• **Given exercise**
Output exactly the lines between the line that contains "point: distant soldier, one" and the last line of the material, counting both.

• **Exercise data**

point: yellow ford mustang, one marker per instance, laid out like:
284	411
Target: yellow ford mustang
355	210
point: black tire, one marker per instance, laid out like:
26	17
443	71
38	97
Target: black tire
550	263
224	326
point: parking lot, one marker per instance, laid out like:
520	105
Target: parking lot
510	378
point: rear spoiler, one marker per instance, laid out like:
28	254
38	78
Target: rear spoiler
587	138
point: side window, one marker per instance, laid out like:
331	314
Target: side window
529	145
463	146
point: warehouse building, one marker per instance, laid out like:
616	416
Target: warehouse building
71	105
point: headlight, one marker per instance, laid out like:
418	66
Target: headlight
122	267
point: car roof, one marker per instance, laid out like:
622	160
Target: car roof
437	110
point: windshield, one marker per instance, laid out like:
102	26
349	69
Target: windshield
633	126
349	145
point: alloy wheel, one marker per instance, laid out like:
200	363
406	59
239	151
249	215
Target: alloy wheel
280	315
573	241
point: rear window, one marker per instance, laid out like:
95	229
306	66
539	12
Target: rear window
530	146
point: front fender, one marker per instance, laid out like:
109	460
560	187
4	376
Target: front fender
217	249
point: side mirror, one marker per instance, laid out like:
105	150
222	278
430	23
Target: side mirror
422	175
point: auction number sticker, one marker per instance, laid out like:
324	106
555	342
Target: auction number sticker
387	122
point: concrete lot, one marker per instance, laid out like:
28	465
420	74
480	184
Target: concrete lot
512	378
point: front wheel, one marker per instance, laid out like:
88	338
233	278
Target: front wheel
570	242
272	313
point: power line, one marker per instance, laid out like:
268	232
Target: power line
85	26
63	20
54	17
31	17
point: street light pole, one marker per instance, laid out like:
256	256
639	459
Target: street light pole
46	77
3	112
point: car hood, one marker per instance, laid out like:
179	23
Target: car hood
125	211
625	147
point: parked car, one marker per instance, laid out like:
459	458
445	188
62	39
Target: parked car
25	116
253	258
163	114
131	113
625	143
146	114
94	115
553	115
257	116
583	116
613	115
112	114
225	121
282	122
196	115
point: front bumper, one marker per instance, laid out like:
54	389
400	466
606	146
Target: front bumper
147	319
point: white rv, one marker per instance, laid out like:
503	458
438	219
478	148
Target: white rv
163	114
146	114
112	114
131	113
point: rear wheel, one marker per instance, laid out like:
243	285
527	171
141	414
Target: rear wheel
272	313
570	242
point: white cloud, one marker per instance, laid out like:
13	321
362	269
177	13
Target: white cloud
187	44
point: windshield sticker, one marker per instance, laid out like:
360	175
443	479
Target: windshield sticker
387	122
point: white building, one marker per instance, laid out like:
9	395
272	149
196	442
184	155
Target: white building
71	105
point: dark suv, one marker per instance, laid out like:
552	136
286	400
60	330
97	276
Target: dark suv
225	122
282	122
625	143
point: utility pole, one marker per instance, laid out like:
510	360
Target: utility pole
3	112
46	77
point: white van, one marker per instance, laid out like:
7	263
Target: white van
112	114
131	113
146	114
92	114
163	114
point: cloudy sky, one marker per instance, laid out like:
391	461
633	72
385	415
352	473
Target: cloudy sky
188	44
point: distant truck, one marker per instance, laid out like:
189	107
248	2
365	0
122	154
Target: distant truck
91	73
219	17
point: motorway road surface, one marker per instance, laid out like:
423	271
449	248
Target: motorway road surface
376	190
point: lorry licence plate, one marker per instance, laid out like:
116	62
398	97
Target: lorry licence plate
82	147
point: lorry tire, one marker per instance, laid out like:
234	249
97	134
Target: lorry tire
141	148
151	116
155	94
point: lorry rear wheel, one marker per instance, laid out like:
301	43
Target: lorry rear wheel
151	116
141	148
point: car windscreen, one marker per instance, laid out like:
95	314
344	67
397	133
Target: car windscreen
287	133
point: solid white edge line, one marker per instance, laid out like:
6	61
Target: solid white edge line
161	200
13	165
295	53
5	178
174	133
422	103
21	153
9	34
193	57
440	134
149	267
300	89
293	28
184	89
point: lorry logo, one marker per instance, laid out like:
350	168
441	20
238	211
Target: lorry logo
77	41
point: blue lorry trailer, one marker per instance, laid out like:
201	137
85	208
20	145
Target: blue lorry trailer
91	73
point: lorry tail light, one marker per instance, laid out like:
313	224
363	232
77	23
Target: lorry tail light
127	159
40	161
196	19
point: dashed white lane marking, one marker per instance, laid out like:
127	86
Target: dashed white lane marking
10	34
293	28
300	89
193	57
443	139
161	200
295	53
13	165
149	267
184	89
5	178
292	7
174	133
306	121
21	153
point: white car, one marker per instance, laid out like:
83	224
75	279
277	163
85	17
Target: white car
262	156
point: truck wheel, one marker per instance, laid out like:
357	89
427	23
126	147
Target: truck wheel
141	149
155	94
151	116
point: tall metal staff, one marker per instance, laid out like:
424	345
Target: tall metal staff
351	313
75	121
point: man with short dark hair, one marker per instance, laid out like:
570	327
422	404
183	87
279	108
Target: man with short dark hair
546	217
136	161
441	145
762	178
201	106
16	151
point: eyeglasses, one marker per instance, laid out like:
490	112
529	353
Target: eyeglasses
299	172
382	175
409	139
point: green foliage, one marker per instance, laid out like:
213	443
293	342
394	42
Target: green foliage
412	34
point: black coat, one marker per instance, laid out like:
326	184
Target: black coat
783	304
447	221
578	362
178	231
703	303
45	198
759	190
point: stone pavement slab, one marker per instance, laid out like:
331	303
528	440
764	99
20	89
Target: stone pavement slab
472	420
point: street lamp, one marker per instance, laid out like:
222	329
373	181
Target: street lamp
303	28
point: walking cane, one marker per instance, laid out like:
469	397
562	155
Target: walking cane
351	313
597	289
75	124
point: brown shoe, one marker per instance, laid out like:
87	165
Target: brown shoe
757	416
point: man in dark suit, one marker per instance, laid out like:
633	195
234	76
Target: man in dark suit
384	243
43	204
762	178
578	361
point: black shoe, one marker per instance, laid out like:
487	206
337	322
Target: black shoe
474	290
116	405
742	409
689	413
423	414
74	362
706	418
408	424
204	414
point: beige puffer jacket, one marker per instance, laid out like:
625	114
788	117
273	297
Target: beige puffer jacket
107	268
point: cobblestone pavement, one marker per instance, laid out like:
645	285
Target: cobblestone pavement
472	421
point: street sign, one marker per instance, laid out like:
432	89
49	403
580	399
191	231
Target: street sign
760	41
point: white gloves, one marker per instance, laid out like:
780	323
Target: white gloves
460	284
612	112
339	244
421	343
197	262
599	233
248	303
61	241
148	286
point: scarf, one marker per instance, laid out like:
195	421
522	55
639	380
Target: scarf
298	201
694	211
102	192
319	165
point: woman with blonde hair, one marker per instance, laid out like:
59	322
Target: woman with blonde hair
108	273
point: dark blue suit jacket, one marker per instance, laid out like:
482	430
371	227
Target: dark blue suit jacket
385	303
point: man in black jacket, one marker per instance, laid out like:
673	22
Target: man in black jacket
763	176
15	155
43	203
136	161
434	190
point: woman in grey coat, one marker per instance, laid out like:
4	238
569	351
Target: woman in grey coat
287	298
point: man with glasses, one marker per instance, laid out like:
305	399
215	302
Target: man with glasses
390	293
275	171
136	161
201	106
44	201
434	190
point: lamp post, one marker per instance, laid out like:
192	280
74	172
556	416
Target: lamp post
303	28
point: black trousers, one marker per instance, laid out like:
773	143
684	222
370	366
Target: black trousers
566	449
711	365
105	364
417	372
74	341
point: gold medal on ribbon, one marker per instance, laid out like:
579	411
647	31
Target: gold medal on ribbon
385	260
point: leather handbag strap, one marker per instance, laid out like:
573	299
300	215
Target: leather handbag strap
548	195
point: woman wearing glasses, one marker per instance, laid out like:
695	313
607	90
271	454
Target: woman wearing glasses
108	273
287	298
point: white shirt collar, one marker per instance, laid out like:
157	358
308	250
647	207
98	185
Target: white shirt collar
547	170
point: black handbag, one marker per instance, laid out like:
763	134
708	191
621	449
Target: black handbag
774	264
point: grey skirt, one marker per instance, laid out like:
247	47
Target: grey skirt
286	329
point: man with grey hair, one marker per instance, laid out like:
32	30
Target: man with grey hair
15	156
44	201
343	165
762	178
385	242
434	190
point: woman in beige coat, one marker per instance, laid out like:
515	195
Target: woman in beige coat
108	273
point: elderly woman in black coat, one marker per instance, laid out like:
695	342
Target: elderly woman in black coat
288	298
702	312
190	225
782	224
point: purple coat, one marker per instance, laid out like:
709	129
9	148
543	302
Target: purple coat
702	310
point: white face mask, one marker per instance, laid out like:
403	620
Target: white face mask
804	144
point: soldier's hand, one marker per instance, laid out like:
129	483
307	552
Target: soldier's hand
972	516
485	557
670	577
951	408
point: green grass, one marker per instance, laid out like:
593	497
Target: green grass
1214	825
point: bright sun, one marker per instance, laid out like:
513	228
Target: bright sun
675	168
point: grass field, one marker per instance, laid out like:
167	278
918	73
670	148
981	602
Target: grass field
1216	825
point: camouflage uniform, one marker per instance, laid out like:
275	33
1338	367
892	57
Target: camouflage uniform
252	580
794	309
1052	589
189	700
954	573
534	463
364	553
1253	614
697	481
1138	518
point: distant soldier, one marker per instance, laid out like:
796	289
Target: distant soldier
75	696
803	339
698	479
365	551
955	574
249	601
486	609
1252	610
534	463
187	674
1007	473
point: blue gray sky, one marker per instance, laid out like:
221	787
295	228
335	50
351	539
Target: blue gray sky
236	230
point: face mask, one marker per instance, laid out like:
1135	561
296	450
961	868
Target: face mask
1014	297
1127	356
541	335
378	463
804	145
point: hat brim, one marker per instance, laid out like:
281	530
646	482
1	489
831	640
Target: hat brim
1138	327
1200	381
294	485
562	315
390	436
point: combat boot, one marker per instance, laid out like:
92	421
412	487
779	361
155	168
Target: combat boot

• **Task response**
point: distant soldier, one marker per instance, laid out like:
796	289
Target: distant soldier
75	696
803	339
698	479
365	551
955	574
249	601
486	609
1252	610
534	463
187	674
1007	473
point: blue gray sky, one marker per instance, laid out like:
221	787
295	228
335	50
351	539
Target: blue gray sky
236	230
point: face mask, one marker per instance, laid out like:
1135	561
296	450
961	868
Target: face mask
1014	297
1127	356
541	335
378	463
804	145
point: hat brim, one marker per instance, laid out like:
281	530
646	482
1	489
831	640
Target: hat brim
1138	327
1200	381
294	485
562	315
390	436
point: combat boot, one marker per instance, laid out like:
92	421
412	487
779	361
155	168
Target: combat boot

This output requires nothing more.